BEGIN

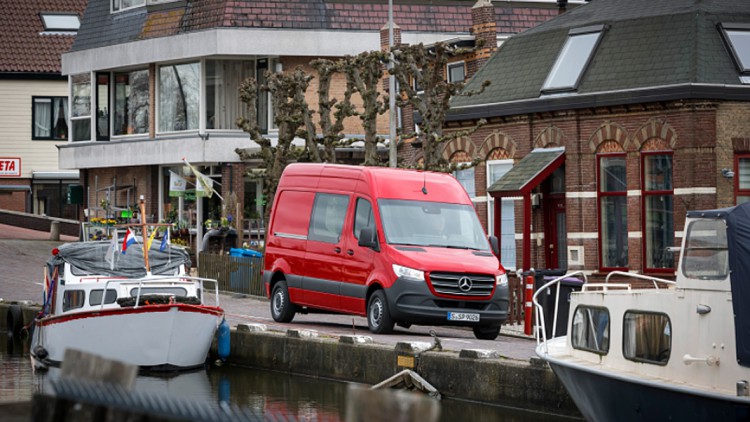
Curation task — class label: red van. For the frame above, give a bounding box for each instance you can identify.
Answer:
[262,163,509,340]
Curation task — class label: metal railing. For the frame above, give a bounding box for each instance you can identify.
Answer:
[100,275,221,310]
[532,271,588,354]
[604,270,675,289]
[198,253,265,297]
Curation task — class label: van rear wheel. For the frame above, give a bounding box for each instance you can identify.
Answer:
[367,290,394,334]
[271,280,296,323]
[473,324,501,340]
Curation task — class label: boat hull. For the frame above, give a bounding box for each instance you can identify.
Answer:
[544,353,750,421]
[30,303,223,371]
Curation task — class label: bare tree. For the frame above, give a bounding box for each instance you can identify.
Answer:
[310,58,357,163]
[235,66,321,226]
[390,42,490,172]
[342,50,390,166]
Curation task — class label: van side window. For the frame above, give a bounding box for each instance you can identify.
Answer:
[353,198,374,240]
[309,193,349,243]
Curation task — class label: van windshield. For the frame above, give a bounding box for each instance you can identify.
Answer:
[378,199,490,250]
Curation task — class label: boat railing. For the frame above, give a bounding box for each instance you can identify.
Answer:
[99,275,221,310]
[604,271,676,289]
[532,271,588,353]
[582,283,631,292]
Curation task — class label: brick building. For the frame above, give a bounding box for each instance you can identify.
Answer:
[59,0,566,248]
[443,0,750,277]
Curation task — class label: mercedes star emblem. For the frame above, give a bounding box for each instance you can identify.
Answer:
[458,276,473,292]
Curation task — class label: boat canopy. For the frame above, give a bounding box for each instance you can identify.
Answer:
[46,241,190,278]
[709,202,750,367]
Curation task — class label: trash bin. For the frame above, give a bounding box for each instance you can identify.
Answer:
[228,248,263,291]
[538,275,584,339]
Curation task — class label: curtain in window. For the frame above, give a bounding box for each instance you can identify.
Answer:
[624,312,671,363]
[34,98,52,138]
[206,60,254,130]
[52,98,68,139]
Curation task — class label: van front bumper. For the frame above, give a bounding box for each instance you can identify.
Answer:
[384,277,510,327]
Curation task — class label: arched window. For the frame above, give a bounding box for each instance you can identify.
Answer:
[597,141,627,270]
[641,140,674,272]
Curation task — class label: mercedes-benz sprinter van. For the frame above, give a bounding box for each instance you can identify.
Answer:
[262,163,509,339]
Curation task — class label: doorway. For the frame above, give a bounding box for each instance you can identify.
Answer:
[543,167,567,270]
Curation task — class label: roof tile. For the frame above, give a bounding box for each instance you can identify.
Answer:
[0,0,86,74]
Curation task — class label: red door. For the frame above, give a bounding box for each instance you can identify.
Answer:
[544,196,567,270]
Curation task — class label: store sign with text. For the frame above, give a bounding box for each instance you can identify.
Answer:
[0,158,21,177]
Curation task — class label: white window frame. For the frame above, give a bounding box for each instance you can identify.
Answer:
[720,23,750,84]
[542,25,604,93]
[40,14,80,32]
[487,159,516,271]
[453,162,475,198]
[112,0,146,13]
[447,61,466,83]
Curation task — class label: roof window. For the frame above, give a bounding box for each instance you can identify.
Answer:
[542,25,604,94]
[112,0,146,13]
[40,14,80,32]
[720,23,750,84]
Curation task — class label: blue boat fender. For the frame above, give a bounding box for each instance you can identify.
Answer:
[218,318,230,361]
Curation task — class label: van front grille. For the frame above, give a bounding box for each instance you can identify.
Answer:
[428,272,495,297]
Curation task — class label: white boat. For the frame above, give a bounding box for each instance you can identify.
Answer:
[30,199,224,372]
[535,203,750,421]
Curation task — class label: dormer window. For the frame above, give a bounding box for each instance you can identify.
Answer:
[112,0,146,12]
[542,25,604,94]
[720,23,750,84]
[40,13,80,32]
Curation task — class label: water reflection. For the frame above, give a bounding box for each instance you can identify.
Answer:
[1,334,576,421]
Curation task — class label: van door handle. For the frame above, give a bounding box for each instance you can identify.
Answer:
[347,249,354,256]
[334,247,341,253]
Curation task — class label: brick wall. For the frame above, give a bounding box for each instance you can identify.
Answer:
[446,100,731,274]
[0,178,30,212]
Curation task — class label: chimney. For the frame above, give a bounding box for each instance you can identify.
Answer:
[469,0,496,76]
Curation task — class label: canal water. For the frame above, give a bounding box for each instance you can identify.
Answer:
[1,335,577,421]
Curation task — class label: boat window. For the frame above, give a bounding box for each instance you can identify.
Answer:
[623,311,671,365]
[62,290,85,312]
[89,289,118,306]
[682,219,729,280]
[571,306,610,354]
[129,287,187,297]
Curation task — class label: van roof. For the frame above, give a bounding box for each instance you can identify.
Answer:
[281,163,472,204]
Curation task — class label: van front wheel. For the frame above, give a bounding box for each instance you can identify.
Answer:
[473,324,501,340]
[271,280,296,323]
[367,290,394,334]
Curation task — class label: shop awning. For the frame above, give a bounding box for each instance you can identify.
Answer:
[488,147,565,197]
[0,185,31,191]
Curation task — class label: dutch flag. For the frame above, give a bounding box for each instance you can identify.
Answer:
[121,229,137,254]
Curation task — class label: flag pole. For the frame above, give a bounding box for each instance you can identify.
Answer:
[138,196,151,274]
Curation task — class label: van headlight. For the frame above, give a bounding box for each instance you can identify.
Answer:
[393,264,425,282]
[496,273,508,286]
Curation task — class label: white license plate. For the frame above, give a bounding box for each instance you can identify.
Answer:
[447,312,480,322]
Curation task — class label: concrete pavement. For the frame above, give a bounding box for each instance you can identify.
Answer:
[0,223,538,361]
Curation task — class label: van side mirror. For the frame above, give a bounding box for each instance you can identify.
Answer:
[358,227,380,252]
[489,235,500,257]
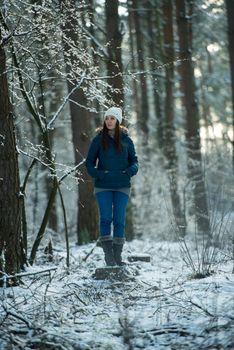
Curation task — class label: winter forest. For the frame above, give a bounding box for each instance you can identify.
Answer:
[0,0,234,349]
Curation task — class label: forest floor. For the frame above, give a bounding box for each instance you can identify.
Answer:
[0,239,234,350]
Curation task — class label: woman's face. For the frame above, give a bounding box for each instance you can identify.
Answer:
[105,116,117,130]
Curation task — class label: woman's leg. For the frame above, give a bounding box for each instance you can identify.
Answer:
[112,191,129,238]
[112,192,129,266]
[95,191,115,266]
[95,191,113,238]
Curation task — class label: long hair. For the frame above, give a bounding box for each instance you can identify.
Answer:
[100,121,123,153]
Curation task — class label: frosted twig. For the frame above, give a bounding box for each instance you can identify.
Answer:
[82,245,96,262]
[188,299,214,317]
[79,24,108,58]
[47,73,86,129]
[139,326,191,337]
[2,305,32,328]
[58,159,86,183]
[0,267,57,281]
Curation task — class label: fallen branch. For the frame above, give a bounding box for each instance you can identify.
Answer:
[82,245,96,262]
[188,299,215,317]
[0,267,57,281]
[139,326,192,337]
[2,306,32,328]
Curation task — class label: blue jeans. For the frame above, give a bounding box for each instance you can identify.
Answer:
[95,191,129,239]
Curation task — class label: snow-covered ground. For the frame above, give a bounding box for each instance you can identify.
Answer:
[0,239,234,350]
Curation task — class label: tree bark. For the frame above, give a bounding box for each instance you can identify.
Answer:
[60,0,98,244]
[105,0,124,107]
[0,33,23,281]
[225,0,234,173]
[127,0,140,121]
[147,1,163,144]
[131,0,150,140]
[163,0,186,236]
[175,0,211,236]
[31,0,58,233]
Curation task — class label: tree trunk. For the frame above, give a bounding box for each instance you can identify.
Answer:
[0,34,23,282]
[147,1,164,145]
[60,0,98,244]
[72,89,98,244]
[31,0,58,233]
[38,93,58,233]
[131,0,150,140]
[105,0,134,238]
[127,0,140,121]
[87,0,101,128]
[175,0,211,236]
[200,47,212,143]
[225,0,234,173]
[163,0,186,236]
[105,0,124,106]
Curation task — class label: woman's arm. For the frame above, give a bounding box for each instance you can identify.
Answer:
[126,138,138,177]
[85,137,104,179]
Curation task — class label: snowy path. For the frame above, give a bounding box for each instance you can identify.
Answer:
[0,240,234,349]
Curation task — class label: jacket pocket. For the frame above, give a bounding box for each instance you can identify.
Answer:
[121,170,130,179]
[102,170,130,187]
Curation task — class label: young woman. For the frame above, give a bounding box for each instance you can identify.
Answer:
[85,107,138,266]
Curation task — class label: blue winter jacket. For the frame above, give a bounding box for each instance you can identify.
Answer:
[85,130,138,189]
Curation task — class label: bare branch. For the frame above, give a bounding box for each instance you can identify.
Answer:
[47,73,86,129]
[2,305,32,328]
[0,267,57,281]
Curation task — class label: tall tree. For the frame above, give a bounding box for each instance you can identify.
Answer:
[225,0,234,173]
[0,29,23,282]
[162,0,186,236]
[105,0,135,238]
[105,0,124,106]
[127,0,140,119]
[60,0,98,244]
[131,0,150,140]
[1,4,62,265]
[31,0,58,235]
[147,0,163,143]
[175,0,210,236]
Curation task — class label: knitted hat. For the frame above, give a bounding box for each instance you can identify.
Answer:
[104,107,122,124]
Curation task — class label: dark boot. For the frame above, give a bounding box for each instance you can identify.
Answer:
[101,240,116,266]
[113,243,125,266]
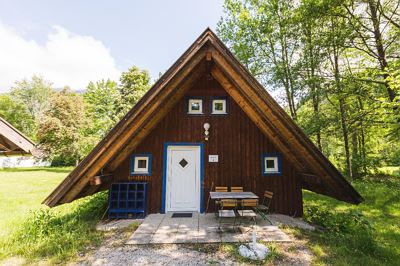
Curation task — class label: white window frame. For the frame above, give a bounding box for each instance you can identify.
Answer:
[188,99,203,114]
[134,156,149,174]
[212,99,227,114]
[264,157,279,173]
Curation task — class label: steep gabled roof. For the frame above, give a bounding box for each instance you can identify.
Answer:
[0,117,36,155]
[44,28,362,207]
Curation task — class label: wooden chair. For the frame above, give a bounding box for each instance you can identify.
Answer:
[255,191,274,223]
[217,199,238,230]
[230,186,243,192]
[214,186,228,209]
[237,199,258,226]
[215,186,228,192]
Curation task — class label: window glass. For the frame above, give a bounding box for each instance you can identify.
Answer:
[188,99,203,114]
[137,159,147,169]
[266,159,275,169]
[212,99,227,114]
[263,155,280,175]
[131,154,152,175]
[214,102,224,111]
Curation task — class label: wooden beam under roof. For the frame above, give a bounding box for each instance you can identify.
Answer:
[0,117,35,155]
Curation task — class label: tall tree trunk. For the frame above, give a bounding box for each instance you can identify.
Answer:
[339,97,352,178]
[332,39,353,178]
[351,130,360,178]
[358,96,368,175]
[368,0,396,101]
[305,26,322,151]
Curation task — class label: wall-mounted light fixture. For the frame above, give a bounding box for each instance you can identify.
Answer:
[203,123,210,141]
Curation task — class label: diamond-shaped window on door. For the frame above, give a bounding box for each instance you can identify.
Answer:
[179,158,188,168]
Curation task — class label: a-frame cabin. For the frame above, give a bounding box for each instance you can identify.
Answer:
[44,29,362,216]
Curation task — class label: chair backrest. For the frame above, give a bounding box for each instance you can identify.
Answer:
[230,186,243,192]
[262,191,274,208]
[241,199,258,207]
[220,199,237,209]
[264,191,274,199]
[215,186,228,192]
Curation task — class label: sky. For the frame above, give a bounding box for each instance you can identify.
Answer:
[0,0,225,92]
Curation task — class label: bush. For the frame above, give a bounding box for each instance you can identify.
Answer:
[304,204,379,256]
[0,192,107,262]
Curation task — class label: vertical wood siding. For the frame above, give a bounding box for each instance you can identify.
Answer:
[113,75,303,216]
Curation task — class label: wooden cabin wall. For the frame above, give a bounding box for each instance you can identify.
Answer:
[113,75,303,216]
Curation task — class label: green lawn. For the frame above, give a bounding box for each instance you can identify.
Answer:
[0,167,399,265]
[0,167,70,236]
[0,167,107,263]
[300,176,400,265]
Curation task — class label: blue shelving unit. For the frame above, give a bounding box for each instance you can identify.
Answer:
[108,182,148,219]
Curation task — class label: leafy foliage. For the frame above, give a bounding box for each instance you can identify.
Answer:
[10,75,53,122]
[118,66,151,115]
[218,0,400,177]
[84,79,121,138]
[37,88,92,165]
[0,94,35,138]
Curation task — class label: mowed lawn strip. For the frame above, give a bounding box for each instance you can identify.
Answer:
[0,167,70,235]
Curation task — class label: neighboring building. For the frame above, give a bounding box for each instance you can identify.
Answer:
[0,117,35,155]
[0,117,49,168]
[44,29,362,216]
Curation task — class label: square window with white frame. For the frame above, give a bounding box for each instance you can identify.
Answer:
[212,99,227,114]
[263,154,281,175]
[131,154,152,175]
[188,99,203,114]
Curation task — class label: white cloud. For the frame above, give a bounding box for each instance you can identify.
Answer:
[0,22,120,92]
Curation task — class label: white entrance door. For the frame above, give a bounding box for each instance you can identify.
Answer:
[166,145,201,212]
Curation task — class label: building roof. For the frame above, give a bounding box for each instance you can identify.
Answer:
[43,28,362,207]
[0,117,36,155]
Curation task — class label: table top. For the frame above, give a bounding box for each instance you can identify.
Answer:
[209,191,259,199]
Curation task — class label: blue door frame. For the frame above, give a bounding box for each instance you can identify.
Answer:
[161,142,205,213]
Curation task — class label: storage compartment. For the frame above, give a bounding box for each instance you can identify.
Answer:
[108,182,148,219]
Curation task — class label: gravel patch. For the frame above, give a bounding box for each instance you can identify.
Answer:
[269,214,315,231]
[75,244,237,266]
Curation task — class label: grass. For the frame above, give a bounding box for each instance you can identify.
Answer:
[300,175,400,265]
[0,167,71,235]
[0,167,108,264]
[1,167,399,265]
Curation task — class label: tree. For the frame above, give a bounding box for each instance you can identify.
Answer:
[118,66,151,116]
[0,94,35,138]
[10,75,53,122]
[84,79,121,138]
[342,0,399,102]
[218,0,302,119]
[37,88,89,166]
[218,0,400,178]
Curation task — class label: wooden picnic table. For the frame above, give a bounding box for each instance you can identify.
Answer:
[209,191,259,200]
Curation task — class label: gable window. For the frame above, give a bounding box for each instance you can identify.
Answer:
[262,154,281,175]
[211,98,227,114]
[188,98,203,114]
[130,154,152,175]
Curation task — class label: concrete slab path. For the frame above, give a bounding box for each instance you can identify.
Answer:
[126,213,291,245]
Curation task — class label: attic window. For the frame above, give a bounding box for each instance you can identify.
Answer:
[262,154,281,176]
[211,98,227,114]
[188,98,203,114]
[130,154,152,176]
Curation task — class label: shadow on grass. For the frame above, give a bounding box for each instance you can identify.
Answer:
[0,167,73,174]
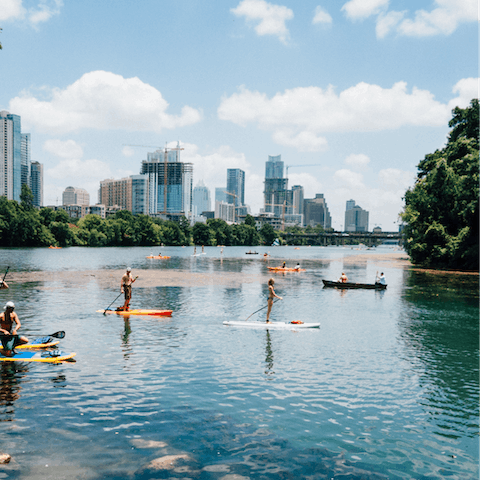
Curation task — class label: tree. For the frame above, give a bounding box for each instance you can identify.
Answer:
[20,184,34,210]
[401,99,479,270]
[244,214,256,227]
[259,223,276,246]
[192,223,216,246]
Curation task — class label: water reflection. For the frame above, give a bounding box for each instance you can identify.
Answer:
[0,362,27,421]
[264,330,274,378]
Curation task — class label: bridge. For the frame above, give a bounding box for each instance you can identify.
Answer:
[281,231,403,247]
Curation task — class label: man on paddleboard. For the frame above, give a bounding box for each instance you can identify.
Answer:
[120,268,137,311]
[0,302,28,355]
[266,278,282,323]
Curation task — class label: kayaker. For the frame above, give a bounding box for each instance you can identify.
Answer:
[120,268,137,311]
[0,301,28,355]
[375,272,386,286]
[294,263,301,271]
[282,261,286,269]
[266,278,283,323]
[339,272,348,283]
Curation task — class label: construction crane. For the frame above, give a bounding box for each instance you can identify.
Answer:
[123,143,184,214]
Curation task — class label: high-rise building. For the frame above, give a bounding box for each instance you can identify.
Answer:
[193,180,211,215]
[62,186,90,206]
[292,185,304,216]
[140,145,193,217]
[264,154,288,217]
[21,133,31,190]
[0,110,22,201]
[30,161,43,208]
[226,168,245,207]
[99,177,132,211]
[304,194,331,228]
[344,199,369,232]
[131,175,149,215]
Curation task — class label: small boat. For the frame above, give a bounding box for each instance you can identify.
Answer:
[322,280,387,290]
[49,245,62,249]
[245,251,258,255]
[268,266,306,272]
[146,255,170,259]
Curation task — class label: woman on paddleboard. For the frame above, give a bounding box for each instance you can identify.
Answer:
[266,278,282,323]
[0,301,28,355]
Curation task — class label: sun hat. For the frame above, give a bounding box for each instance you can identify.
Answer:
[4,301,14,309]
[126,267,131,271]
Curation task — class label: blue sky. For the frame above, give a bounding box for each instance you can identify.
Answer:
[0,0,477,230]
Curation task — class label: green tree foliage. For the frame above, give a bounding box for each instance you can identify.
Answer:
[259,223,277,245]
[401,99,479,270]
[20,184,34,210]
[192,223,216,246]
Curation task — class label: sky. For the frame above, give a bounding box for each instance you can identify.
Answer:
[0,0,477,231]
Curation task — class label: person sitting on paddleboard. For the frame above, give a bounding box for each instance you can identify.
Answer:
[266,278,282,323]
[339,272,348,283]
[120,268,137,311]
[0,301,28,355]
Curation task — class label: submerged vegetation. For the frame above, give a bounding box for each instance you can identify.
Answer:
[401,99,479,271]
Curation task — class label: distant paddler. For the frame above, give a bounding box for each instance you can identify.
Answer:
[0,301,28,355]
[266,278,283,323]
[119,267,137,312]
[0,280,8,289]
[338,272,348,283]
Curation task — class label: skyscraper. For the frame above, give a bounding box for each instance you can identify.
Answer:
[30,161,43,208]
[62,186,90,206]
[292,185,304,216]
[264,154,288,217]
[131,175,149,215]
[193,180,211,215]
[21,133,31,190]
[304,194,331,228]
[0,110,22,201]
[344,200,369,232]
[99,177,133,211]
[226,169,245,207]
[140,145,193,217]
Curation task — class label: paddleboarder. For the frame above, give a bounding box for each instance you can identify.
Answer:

END

**INSTRUCTIONS FOR THE TASK**
Scan the listing above, and wherever a line holds the word "brick", copy it.

**ANSWER FOR THE TASK**
Curation task — class label: brick building. For the frame above, give a bounding box for each instance you can identify.
Curation task — class label: brick wall. For the frame above, give a bounding box for each instance you can identify.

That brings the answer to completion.